» ASSIGNMENT: Tally every line below where "hard" appears, then report the total alone.

Saved data entries:
BEGIN
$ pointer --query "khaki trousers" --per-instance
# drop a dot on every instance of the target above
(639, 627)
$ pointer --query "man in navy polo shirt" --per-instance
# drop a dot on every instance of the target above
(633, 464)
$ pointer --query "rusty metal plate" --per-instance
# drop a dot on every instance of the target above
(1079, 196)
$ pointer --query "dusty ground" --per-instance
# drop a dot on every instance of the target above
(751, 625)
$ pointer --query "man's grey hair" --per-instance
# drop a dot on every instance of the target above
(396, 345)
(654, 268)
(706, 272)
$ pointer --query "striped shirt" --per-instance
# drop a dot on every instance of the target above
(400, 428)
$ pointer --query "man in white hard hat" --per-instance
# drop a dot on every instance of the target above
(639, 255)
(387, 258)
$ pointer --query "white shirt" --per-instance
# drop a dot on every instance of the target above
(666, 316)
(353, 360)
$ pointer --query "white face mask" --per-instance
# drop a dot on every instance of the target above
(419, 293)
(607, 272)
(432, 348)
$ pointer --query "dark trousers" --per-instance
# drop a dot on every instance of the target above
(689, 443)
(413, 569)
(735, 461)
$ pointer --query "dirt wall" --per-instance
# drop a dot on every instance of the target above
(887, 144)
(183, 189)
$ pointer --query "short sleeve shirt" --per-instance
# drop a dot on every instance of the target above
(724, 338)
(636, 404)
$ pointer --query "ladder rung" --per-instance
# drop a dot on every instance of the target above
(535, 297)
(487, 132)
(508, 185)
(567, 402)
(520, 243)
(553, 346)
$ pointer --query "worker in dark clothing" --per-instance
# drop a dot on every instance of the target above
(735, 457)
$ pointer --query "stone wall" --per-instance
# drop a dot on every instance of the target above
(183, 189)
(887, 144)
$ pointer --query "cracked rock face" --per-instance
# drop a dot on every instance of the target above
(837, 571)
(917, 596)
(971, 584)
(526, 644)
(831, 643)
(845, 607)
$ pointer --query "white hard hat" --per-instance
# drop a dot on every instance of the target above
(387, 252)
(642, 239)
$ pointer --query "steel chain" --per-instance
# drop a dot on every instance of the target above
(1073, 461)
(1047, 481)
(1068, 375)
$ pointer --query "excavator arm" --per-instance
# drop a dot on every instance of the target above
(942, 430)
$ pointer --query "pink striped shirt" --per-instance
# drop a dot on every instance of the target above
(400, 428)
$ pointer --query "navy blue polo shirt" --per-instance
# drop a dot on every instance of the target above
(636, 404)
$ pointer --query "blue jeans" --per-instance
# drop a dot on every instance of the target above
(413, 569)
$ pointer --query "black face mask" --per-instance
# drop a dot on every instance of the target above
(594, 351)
END
BEGIN
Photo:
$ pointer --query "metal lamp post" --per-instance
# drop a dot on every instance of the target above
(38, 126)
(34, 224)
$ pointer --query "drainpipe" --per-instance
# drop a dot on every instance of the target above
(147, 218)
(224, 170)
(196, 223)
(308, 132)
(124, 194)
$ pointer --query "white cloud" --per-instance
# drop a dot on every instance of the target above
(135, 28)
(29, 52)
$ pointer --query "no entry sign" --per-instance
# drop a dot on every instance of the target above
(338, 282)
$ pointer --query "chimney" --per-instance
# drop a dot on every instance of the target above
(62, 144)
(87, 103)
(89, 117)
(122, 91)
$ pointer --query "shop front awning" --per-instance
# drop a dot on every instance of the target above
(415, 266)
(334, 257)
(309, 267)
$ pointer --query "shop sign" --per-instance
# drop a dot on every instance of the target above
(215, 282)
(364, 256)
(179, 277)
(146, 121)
END
» ANSWER BOX: 2